Your goal ->
Copy word for word the part of the listing below that runs from the line with "Look at the image and identify where the gable" to the end of the listing. Leave the pictures out.

[Listing of labeled boxes]
■ ■ ■ ■ ■

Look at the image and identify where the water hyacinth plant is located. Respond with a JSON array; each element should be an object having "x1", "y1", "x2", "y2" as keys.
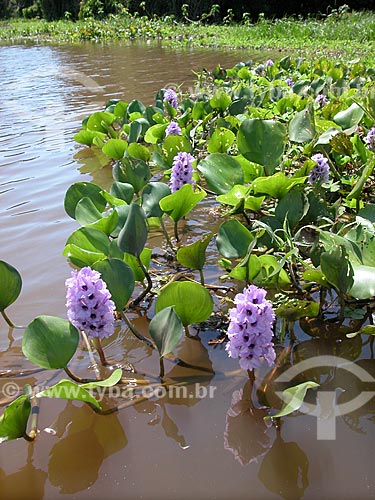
[
  {"x1": 0, "y1": 56, "x2": 375, "y2": 446},
  {"x1": 164, "y1": 88, "x2": 178, "y2": 109},
  {"x1": 309, "y1": 153, "x2": 329, "y2": 184},
  {"x1": 165, "y1": 121, "x2": 181, "y2": 135},
  {"x1": 65, "y1": 267, "x2": 115, "y2": 339},
  {"x1": 226, "y1": 285, "x2": 276, "y2": 370},
  {"x1": 170, "y1": 153, "x2": 194, "y2": 193}
]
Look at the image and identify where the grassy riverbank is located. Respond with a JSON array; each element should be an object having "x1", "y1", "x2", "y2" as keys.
[{"x1": 0, "y1": 12, "x2": 375, "y2": 58}]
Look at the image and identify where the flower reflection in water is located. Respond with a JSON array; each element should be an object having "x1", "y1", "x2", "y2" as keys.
[{"x1": 224, "y1": 380, "x2": 272, "y2": 465}]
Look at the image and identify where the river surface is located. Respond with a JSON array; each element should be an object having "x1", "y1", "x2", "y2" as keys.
[{"x1": 0, "y1": 44, "x2": 375, "y2": 500}]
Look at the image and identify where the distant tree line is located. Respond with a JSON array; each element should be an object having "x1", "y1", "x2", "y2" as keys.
[{"x1": 0, "y1": 0, "x2": 375, "y2": 22}]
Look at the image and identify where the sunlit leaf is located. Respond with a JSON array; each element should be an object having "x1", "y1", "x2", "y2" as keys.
[
  {"x1": 263, "y1": 381, "x2": 319, "y2": 420},
  {"x1": 0, "y1": 260, "x2": 22, "y2": 311},
  {"x1": 176, "y1": 233, "x2": 212, "y2": 270},
  {"x1": 155, "y1": 281, "x2": 213, "y2": 326},
  {"x1": 149, "y1": 306, "x2": 184, "y2": 358},
  {"x1": 198, "y1": 153, "x2": 244, "y2": 194},
  {"x1": 159, "y1": 184, "x2": 206, "y2": 221},
  {"x1": 0, "y1": 396, "x2": 31, "y2": 443},
  {"x1": 22, "y1": 316, "x2": 79, "y2": 370}
]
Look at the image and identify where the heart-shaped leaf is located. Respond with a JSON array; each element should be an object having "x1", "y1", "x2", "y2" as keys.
[
  {"x1": 198, "y1": 153, "x2": 244, "y2": 194},
  {"x1": 149, "y1": 306, "x2": 184, "y2": 358},
  {"x1": 0, "y1": 260, "x2": 22, "y2": 311},
  {"x1": 160, "y1": 184, "x2": 206, "y2": 222},
  {"x1": 0, "y1": 396, "x2": 31, "y2": 443},
  {"x1": 155, "y1": 281, "x2": 213, "y2": 326},
  {"x1": 93, "y1": 259, "x2": 134, "y2": 311},
  {"x1": 22, "y1": 316, "x2": 79, "y2": 370},
  {"x1": 117, "y1": 203, "x2": 148, "y2": 257}
]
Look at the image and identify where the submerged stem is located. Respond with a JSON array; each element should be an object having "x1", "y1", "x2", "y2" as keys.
[
  {"x1": 199, "y1": 269, "x2": 204, "y2": 286},
  {"x1": 159, "y1": 217, "x2": 174, "y2": 252},
  {"x1": 174, "y1": 220, "x2": 180, "y2": 241},
  {"x1": 132, "y1": 255, "x2": 152, "y2": 306},
  {"x1": 0, "y1": 311, "x2": 16, "y2": 328},
  {"x1": 81, "y1": 330, "x2": 100, "y2": 380},
  {"x1": 121, "y1": 311, "x2": 155, "y2": 349}
]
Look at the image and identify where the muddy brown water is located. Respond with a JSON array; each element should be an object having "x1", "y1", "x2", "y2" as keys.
[{"x1": 0, "y1": 44, "x2": 375, "y2": 500}]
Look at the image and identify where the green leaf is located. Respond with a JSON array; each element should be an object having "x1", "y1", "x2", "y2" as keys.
[
  {"x1": 162, "y1": 135, "x2": 192, "y2": 166},
  {"x1": 124, "y1": 247, "x2": 152, "y2": 281},
  {"x1": 63, "y1": 243, "x2": 106, "y2": 267},
  {"x1": 253, "y1": 255, "x2": 290, "y2": 288},
  {"x1": 320, "y1": 245, "x2": 354, "y2": 293},
  {"x1": 122, "y1": 158, "x2": 151, "y2": 193},
  {"x1": 176, "y1": 233, "x2": 213, "y2": 270},
  {"x1": 64, "y1": 182, "x2": 107, "y2": 219},
  {"x1": 198, "y1": 153, "x2": 244, "y2": 194},
  {"x1": 216, "y1": 184, "x2": 265, "y2": 212},
  {"x1": 109, "y1": 182, "x2": 134, "y2": 205},
  {"x1": 87, "y1": 111, "x2": 116, "y2": 134},
  {"x1": 289, "y1": 104, "x2": 316, "y2": 143},
  {"x1": 93, "y1": 259, "x2": 134, "y2": 311},
  {"x1": 126, "y1": 142, "x2": 151, "y2": 162},
  {"x1": 102, "y1": 139, "x2": 128, "y2": 160},
  {"x1": 333, "y1": 103, "x2": 364, "y2": 130},
  {"x1": 74, "y1": 196, "x2": 103, "y2": 226},
  {"x1": 207, "y1": 127, "x2": 236, "y2": 153},
  {"x1": 159, "y1": 184, "x2": 206, "y2": 222},
  {"x1": 275, "y1": 299, "x2": 319, "y2": 321},
  {"x1": 117, "y1": 203, "x2": 148, "y2": 257},
  {"x1": 149, "y1": 306, "x2": 184, "y2": 358},
  {"x1": 263, "y1": 381, "x2": 319, "y2": 420},
  {"x1": 0, "y1": 260, "x2": 22, "y2": 311},
  {"x1": 128, "y1": 121, "x2": 142, "y2": 145},
  {"x1": 275, "y1": 187, "x2": 309, "y2": 229},
  {"x1": 347, "y1": 158, "x2": 375, "y2": 200},
  {"x1": 22, "y1": 316, "x2": 79, "y2": 370},
  {"x1": 347, "y1": 264, "x2": 375, "y2": 300},
  {"x1": 216, "y1": 219, "x2": 254, "y2": 259},
  {"x1": 80, "y1": 368, "x2": 122, "y2": 389},
  {"x1": 145, "y1": 123, "x2": 168, "y2": 144},
  {"x1": 142, "y1": 182, "x2": 171, "y2": 218},
  {"x1": 63, "y1": 227, "x2": 109, "y2": 267},
  {"x1": 36, "y1": 379, "x2": 101, "y2": 408},
  {"x1": 0, "y1": 396, "x2": 31, "y2": 443},
  {"x1": 210, "y1": 89, "x2": 232, "y2": 112},
  {"x1": 155, "y1": 281, "x2": 213, "y2": 326},
  {"x1": 237, "y1": 118, "x2": 286, "y2": 174},
  {"x1": 251, "y1": 172, "x2": 306, "y2": 200}
]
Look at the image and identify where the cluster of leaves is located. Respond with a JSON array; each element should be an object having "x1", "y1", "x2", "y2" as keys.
[
  {"x1": 0, "y1": 57, "x2": 375, "y2": 439},
  {"x1": 71, "y1": 57, "x2": 375, "y2": 312}
]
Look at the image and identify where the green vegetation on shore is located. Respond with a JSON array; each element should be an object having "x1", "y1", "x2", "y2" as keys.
[{"x1": 0, "y1": 11, "x2": 375, "y2": 58}]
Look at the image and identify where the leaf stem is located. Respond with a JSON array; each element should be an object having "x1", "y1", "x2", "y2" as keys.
[
  {"x1": 159, "y1": 217, "x2": 174, "y2": 252},
  {"x1": 174, "y1": 220, "x2": 180, "y2": 241},
  {"x1": 121, "y1": 311, "x2": 155, "y2": 349},
  {"x1": 131, "y1": 255, "x2": 152, "y2": 306},
  {"x1": 0, "y1": 311, "x2": 16, "y2": 328}
]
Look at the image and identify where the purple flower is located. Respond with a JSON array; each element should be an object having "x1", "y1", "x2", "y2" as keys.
[
  {"x1": 365, "y1": 127, "x2": 375, "y2": 151},
  {"x1": 163, "y1": 89, "x2": 178, "y2": 109},
  {"x1": 285, "y1": 77, "x2": 294, "y2": 87},
  {"x1": 315, "y1": 94, "x2": 328, "y2": 108},
  {"x1": 309, "y1": 153, "x2": 329, "y2": 184},
  {"x1": 65, "y1": 267, "x2": 115, "y2": 338},
  {"x1": 225, "y1": 285, "x2": 276, "y2": 370},
  {"x1": 165, "y1": 121, "x2": 181, "y2": 136},
  {"x1": 170, "y1": 152, "x2": 194, "y2": 193}
]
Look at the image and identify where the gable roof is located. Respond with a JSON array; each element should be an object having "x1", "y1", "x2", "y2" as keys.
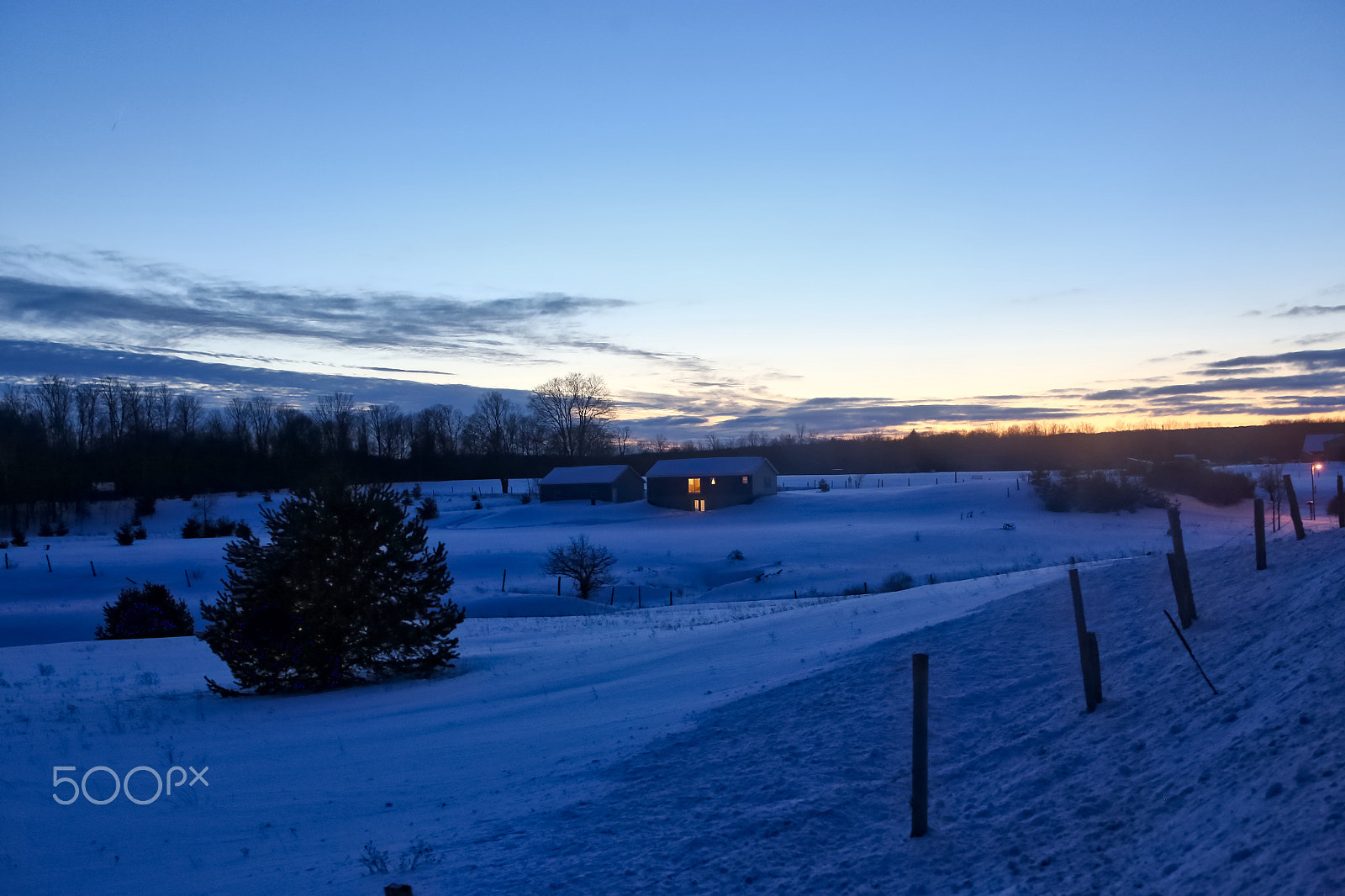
[
  {"x1": 644, "y1": 457, "x2": 776, "y2": 479},
  {"x1": 536, "y1": 464, "x2": 635, "y2": 486},
  {"x1": 1303, "y1": 432, "x2": 1341, "y2": 455}
]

■ ■ ■ ■ ■

Task response ->
Look at the image and identify where the gable roof is located. Respond with a JSON array; each element should be an object having "x1", "y1", "x2", "y2" as keys.
[
  {"x1": 644, "y1": 457, "x2": 776, "y2": 479},
  {"x1": 536, "y1": 464, "x2": 635, "y2": 486},
  {"x1": 1303, "y1": 432, "x2": 1341, "y2": 455}
]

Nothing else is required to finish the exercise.